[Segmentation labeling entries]

——————————

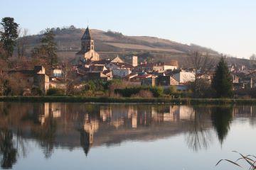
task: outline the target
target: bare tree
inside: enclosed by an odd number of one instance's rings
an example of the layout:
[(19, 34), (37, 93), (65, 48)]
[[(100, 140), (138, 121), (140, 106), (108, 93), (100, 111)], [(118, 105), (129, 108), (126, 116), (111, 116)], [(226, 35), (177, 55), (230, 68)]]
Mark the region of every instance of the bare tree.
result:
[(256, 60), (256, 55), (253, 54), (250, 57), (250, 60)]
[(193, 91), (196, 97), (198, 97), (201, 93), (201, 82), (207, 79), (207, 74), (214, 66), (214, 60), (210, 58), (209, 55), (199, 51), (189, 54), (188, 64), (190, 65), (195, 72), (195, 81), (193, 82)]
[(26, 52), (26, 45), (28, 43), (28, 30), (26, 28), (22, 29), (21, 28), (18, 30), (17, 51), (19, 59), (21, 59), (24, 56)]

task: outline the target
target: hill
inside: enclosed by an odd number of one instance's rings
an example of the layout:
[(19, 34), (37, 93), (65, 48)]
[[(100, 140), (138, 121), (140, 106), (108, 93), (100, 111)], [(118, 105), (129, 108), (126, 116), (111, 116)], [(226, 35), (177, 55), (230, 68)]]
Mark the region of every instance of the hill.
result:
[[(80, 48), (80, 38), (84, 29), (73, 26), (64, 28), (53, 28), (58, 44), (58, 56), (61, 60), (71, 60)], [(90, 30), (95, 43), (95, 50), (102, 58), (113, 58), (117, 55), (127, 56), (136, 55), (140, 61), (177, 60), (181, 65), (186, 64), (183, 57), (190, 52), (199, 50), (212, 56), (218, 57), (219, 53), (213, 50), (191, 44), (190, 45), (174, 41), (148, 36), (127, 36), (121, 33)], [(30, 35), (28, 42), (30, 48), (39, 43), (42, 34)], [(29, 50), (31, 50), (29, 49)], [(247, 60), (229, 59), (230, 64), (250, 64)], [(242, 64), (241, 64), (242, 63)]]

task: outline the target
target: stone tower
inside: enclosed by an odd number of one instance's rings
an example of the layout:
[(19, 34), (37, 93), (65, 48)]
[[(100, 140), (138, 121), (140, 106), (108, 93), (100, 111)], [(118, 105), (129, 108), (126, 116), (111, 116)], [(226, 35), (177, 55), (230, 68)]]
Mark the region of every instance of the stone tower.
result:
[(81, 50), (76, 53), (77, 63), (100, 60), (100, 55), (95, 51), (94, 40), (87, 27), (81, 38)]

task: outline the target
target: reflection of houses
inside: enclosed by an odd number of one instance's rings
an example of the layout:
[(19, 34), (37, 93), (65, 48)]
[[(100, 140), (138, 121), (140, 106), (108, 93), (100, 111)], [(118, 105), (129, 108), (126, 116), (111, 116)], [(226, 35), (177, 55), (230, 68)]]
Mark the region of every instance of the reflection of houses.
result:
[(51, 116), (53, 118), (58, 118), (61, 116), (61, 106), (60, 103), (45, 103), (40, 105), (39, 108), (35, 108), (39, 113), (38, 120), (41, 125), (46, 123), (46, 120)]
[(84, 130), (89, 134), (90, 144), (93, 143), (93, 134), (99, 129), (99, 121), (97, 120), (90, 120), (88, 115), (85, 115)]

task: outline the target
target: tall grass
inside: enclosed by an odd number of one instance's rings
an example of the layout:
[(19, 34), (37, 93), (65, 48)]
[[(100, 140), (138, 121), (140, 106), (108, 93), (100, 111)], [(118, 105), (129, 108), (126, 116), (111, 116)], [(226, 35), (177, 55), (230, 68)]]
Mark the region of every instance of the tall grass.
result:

——————————

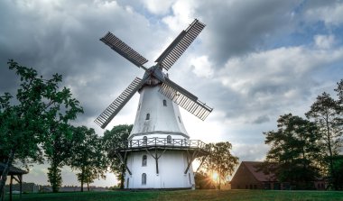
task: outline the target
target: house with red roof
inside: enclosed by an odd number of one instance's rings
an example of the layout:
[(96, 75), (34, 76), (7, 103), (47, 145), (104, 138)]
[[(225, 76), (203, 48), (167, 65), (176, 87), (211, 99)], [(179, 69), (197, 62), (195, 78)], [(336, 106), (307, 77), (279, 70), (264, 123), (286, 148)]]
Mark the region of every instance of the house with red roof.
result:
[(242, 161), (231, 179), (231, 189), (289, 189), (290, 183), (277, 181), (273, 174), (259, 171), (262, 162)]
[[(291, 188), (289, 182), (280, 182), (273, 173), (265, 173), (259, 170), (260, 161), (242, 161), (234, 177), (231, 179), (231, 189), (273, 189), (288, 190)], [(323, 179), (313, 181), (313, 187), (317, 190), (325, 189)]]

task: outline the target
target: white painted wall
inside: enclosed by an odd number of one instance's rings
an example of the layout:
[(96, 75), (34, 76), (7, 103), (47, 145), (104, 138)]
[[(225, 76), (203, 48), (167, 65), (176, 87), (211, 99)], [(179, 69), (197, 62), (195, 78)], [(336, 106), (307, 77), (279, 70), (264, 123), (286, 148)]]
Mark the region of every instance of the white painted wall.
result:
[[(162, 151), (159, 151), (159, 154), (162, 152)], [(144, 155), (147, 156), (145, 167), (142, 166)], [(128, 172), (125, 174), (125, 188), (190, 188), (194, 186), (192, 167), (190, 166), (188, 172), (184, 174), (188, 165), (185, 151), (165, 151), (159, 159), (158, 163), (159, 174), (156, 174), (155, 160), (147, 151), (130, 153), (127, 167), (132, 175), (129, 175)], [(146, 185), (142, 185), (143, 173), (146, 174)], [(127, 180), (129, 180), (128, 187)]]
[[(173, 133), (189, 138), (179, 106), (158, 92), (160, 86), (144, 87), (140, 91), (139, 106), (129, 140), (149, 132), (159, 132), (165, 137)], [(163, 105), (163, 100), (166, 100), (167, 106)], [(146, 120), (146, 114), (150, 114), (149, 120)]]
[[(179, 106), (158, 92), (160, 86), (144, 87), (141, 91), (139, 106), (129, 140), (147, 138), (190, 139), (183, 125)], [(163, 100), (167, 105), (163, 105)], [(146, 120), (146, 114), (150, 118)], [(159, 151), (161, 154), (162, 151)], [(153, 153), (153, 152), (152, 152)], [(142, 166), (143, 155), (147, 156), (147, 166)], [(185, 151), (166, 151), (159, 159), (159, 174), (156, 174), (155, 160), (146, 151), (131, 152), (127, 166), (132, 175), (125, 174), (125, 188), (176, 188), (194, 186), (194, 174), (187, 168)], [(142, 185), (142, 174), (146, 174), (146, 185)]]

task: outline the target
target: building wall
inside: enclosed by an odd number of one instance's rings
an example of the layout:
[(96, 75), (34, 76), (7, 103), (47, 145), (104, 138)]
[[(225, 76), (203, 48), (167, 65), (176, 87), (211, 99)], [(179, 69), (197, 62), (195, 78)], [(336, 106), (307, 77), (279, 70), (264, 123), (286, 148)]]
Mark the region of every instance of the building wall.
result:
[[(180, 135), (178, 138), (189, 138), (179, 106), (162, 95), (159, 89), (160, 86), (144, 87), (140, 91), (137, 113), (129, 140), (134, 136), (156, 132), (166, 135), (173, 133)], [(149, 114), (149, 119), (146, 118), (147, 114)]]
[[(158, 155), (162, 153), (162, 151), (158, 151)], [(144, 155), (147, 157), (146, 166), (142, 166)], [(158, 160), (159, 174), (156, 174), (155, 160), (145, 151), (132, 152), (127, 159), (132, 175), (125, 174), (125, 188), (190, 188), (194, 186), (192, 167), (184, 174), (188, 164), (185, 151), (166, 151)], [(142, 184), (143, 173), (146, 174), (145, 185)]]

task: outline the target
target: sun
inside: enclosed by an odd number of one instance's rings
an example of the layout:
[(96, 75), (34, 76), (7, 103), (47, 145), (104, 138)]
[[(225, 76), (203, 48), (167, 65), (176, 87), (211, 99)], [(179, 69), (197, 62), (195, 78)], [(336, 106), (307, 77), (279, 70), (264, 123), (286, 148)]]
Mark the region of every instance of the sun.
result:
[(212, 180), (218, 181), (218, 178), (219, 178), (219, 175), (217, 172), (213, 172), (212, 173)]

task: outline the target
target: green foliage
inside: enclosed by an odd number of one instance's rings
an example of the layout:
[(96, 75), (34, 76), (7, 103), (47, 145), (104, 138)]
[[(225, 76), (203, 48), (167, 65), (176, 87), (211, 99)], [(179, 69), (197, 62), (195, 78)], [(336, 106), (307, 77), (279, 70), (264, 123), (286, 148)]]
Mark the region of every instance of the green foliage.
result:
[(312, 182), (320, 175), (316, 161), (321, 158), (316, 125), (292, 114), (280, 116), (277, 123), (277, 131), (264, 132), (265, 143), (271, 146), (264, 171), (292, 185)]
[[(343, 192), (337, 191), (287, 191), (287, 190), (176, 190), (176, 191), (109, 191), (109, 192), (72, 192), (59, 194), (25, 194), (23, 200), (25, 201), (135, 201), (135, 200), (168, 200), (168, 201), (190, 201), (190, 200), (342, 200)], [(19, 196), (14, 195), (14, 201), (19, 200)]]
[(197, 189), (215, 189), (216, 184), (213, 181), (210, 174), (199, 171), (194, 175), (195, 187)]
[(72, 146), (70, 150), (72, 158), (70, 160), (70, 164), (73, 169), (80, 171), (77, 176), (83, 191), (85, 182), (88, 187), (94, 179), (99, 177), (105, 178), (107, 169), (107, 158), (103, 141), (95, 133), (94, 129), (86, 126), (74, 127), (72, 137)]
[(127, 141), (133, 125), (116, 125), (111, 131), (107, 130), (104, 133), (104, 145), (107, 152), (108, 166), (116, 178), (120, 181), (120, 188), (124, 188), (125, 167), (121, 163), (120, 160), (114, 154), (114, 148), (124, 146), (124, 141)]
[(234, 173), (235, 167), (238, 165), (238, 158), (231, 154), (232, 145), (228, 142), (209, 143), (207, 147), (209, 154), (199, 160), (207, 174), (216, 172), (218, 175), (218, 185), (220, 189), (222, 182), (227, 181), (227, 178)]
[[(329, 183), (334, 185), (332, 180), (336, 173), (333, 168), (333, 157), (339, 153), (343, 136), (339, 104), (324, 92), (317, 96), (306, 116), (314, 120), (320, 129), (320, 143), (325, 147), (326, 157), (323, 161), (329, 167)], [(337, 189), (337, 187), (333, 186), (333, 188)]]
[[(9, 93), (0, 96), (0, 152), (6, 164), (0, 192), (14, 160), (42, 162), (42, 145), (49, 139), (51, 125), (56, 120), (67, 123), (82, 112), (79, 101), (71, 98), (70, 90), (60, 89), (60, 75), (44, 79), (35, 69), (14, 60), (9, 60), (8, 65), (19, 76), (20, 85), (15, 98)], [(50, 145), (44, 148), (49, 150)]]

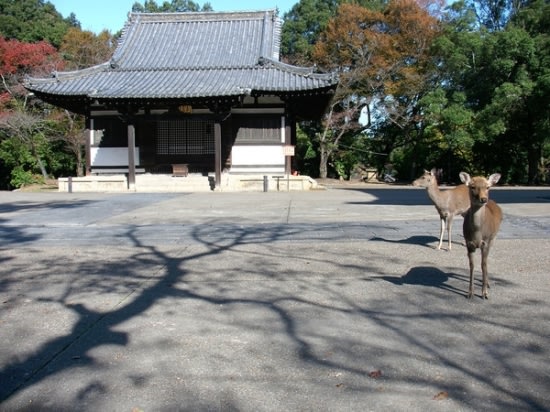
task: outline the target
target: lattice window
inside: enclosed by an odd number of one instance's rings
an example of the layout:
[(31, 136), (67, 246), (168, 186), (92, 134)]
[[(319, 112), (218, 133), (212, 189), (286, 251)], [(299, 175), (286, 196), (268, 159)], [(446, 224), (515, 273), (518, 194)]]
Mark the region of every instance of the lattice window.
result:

——————————

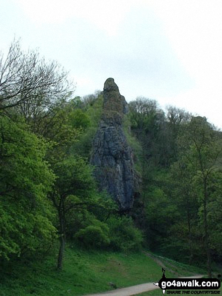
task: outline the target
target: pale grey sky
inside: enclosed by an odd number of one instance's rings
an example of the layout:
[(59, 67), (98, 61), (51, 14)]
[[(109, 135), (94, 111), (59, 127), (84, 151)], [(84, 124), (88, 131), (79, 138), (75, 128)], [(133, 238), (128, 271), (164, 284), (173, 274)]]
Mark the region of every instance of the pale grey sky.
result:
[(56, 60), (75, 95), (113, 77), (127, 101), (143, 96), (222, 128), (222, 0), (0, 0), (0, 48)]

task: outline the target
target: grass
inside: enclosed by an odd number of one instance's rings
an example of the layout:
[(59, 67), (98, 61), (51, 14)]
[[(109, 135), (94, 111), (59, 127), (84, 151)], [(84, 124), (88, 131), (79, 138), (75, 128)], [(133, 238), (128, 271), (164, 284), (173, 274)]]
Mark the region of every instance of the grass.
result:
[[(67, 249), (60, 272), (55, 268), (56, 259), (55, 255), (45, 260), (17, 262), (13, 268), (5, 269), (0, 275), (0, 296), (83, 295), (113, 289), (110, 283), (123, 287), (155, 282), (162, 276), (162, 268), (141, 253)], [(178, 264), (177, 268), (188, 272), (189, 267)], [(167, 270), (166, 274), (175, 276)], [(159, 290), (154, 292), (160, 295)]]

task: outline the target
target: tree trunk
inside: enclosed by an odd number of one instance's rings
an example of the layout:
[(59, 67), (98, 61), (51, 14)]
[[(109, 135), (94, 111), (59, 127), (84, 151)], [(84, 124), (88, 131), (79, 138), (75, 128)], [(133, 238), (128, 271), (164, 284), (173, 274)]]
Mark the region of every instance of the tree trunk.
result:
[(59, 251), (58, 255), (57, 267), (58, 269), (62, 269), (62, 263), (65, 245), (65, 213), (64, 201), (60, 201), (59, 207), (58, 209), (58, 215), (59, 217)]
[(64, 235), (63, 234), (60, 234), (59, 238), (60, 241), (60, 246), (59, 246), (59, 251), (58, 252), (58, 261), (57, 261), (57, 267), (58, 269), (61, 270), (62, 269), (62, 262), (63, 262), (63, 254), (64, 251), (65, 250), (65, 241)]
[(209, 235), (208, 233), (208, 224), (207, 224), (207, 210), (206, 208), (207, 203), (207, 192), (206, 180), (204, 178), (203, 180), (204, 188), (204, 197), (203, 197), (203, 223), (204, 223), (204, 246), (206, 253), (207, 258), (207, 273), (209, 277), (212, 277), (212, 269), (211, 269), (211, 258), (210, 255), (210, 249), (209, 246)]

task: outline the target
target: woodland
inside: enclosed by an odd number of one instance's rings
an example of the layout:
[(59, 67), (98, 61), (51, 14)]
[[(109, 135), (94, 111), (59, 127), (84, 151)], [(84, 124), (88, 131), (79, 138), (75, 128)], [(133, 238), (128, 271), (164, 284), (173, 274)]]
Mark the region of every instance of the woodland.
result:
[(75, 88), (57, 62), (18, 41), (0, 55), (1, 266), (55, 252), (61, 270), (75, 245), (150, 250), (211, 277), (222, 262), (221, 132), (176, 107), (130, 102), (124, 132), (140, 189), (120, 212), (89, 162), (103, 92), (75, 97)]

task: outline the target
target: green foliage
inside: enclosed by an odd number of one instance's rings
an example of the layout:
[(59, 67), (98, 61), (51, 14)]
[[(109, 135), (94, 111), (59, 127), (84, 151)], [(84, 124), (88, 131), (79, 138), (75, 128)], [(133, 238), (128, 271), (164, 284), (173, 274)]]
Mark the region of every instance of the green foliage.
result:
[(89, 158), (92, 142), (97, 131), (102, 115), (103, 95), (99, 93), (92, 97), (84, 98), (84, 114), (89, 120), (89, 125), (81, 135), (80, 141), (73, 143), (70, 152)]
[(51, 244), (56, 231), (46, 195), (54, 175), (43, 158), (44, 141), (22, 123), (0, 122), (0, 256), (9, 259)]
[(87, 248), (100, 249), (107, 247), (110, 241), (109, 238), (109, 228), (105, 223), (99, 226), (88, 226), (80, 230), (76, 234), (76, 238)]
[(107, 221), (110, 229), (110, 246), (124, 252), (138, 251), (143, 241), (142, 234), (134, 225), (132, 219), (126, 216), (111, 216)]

——————————

#### Exercise goal:
Pull out every line of the material above that contains the string "reflection", matching case exactly.

#### Finished answer:
target: reflection of houses
Mark the region of every instance of the reflection of houses.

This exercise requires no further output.